* _Data provided_
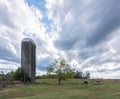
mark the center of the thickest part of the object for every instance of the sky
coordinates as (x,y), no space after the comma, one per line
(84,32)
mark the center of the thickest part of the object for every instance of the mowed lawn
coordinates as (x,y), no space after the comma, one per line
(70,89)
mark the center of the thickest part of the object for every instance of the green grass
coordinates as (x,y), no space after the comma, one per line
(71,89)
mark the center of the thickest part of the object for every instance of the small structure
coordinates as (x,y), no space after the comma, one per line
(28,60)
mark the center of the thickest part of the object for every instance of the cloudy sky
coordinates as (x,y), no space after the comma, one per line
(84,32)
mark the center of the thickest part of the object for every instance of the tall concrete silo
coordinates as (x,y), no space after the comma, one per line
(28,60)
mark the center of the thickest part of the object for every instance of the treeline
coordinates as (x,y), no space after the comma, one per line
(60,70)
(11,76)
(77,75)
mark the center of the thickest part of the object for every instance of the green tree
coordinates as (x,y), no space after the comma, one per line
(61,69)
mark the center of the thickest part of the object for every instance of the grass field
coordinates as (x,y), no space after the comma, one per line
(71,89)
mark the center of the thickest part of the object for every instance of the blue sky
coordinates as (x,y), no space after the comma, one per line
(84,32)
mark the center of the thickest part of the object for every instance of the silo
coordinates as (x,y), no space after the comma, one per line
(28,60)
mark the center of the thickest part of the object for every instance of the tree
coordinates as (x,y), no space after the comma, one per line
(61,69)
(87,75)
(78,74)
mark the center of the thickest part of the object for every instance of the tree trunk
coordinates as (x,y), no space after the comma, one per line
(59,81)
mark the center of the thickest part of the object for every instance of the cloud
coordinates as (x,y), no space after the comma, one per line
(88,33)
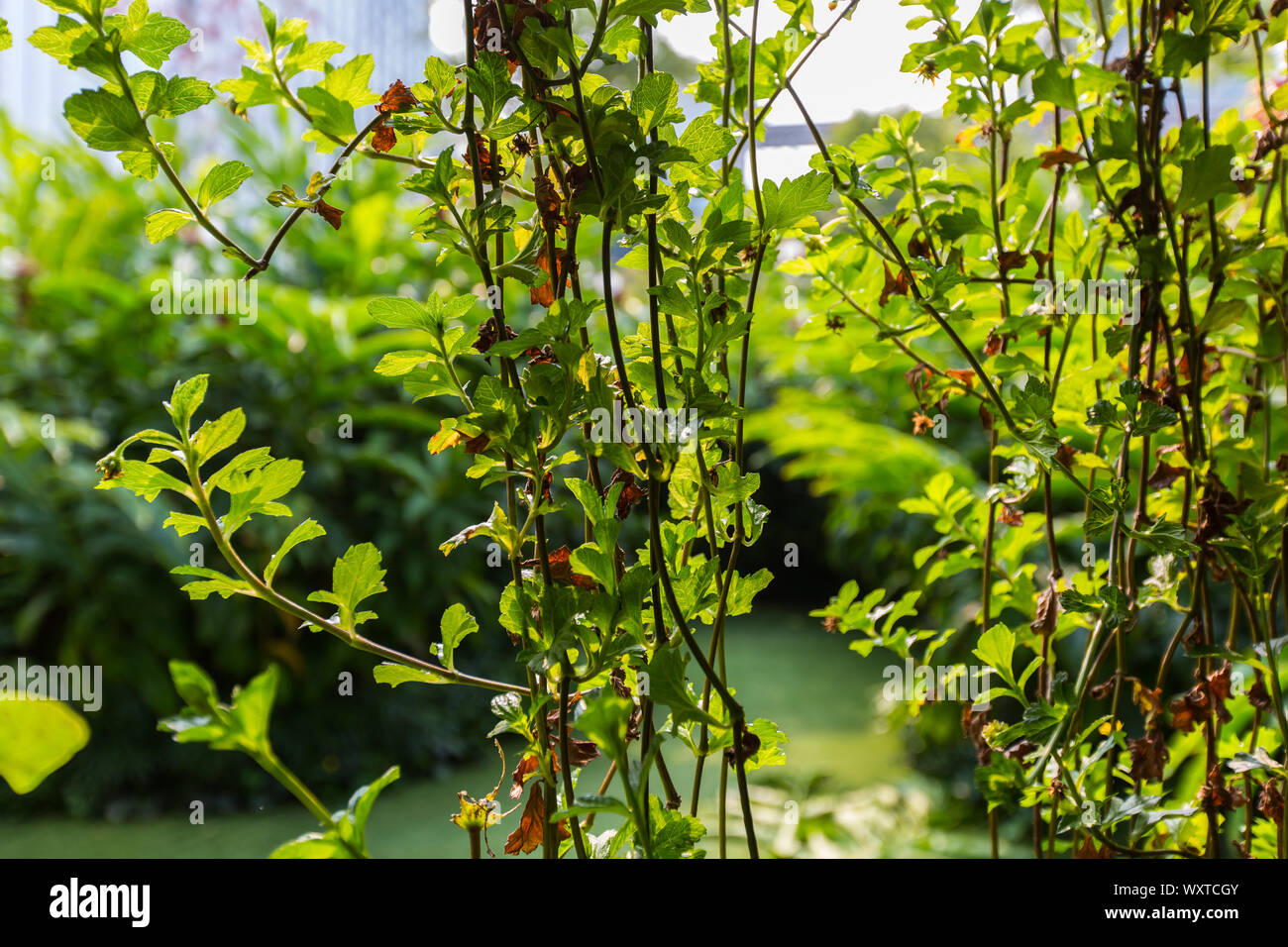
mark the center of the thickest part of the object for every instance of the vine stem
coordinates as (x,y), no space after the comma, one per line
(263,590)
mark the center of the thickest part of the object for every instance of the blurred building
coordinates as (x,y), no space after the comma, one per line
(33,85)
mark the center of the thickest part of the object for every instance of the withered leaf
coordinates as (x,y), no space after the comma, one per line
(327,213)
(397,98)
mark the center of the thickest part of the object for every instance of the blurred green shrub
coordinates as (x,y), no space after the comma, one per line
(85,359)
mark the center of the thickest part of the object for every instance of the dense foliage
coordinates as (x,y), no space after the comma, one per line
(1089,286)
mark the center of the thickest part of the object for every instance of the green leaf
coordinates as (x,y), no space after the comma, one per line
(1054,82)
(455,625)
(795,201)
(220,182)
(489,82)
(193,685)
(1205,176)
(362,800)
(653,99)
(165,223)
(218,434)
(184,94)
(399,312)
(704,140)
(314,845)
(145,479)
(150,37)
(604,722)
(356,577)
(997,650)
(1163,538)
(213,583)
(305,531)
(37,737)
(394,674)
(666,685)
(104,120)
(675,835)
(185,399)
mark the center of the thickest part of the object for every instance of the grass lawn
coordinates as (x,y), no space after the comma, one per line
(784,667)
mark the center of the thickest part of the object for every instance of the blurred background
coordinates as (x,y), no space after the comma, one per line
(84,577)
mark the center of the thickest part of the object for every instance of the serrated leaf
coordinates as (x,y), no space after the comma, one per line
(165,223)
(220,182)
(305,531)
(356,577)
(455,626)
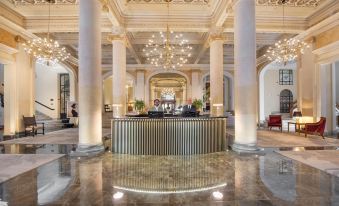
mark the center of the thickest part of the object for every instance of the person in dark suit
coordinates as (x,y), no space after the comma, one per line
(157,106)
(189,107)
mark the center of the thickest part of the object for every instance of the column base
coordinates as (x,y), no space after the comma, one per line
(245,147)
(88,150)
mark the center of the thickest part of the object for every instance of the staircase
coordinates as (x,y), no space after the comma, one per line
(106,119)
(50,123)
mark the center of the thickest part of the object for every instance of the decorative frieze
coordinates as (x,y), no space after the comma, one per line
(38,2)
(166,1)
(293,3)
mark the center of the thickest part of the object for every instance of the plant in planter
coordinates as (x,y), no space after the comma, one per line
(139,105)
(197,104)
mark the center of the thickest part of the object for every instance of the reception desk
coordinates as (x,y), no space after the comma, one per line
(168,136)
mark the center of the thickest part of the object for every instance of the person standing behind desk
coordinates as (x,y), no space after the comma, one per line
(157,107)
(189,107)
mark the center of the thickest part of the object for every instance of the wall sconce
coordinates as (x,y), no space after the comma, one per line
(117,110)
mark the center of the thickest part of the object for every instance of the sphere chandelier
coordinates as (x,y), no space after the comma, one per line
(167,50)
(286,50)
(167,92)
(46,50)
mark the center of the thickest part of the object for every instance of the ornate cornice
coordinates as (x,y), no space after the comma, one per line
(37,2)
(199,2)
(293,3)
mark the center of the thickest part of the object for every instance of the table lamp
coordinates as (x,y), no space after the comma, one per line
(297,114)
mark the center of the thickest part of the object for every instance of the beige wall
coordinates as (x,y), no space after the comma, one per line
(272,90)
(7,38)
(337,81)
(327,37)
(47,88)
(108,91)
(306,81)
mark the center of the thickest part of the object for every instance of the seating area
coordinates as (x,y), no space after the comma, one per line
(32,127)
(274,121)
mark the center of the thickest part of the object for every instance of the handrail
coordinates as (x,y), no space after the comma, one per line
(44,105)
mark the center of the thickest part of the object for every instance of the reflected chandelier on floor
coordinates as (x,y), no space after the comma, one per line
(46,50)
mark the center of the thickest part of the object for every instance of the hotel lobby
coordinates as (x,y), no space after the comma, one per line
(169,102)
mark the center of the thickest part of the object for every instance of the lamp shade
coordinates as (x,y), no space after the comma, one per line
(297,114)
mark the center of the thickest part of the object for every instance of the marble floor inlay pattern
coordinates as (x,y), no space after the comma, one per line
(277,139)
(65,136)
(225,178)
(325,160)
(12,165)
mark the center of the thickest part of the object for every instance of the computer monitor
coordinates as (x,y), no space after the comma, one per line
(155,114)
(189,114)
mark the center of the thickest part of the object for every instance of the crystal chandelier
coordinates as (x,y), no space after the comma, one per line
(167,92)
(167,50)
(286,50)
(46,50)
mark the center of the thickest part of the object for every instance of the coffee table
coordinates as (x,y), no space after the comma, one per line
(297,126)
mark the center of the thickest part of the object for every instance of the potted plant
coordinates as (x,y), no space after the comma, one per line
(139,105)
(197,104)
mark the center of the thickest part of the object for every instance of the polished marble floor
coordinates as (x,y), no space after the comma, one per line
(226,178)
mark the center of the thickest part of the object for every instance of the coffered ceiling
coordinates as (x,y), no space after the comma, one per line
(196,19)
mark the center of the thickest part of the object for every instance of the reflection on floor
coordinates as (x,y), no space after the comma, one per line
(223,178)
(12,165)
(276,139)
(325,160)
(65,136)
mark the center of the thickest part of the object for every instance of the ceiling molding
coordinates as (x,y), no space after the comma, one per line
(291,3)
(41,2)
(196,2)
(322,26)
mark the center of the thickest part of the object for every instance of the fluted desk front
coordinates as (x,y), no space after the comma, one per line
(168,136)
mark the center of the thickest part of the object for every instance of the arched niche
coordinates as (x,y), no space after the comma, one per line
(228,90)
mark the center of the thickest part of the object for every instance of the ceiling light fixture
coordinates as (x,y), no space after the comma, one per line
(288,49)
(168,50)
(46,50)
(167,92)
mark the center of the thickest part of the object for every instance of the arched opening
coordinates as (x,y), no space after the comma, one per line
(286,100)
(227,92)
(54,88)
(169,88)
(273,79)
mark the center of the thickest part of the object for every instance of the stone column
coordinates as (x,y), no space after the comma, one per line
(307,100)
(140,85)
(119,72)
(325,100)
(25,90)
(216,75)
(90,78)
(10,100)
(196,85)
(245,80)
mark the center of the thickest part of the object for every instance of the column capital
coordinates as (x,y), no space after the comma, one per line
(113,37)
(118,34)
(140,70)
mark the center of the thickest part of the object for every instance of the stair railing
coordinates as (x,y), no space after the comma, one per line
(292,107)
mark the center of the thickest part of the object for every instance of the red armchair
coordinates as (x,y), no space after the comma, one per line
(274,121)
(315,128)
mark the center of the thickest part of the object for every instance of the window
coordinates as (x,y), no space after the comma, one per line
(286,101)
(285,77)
...
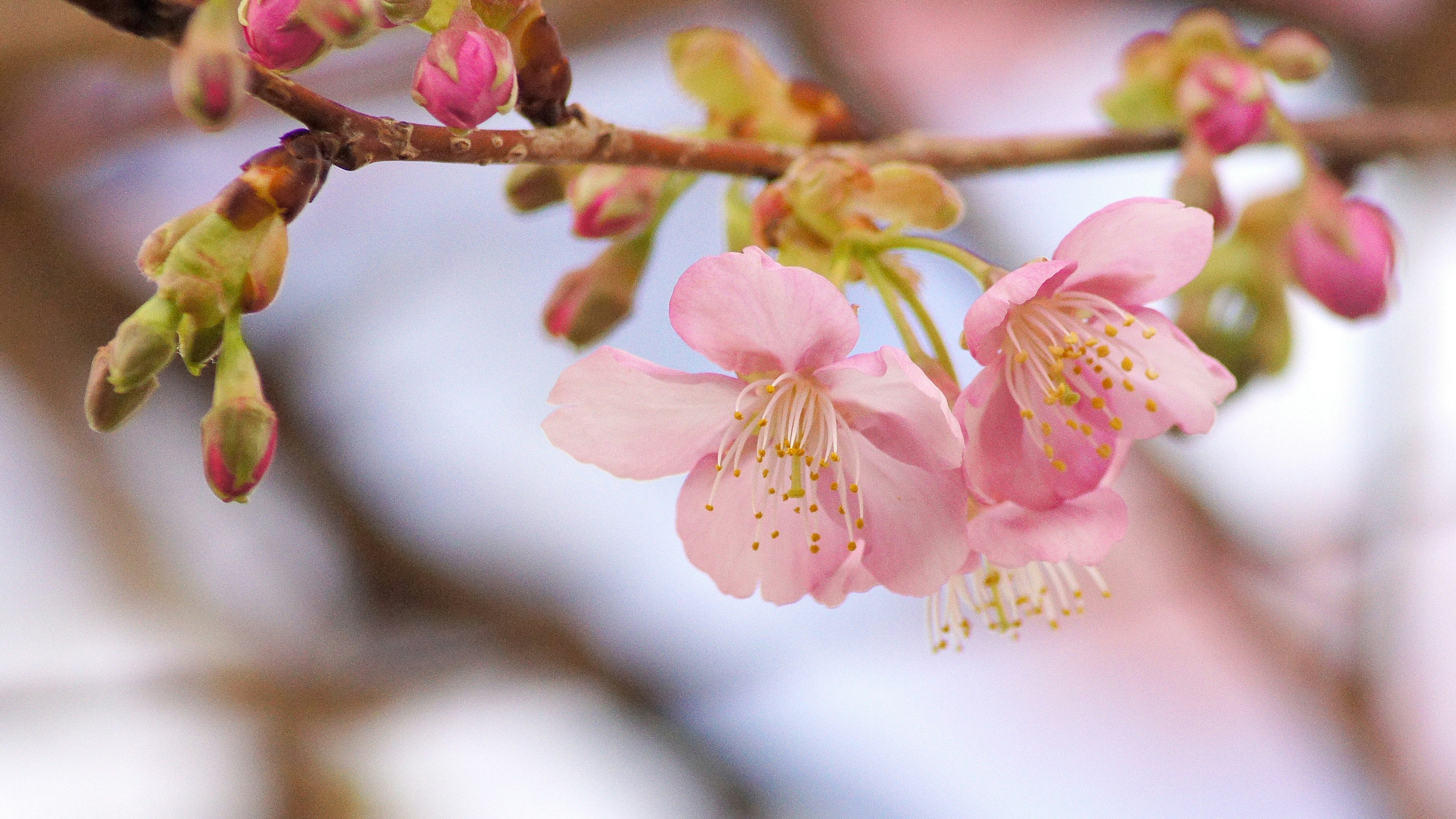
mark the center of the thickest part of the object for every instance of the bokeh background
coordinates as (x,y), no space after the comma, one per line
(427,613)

* _What is needed_
Locate each line in the material above that contains the string "silo", and copy every such line in full.

* _Result of the task_
mark the center of the thickest part of the object for every instance of the tall concrete silo
mark the center of the thickest part of the object for every instance of the silo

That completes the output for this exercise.